Invoering van de OESO Modelregelgeving en ondertekening van de OESO Uitwisselingsovereenkomst is inderdaad niet verplicht. Echter, niet-Unierechtsgebieden die de OESO Modelregelgeving invoeren en de OESO Uitwisselingsovereenkomst ondertekenen zullen naar verwachting als een gekwalificeerd niet-Unierechtsgebied aangemerkt worden.910 Hierdoor hoeven rapporterende platformexploitanten die gevestigd zijn in dat niet-Unierechtsgebied zich niet te registreren in de Europese Unie en kunnen zij in het niet-Unierechtsgebied rapporteren. Het niet-Unierechtsgebied zal vervolgens de ontvangen rapportage uitwisselen met andere landen onder de OESO Uitwisselingsovereenkomst.
++++
◆ **OPDRACHT A**
Wat hoeven rapporterende platformexploitanten die in een gekwalificeerd niet-Unierechtsgebied gevestigd zijn volgens de tekst over de OESO Modelregelgeving niet te doen?
◆ **OPDRACHT B**
Schrijf het volgende gedeelte van de tekst over de OESO Modelregelgeving.

◆ **GEGEVENSRIJEN**
++++
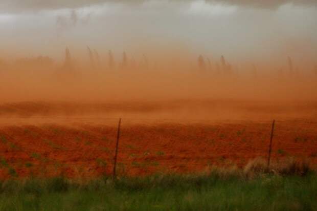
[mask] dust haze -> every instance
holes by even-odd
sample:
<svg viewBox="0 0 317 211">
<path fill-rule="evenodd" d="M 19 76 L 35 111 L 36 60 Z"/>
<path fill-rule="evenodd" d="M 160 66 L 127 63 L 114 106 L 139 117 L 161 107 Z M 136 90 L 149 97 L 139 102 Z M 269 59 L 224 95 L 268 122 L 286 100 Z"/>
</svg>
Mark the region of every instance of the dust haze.
<svg viewBox="0 0 317 211">
<path fill-rule="evenodd" d="M 3 1 L 0 115 L 315 118 L 315 3 L 266 2 Z"/>
</svg>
++++
◆ **ANTWOORD A**
Zij hoeven zich niet te registreren in de Europese Unie.

◆ **ANTWOORD B**
Platformexploitanten gevestigd in niet-Unierechtsgebieden die niet als gekwalificeerd niet-Unierechtsgebied aangemerkt kunnen worden, zullen zich in de Europese Unie moeten registreren en in een EU-lidstaat aan de rapportageverplichtingen van Richtlijn (EU) 2021/514 moeten voldoen. Omdat de EU-lidstaten dus altijd een rapportage zullen ontvangen, is het niet noodzakelijk dat de OESO Modelregelgeving dwingend is. Niet EU-lidstaten die de MCAA DPI tekenen zullen de OESO Modelregels wel moeten implementeren, omdat zij nog geen wetgeving hebben die is gebaseerd op Richtlijn (EU) 2021/514. De meerwaarde die de rapportageverplichtingen voor platformexploitanten binnen de Europese Unie hebben ten opzichte de rapportageverplichtingen in OESO-verband is dus vanuit het perspectief van de wetgever vooral dat het een gesloten systeem is.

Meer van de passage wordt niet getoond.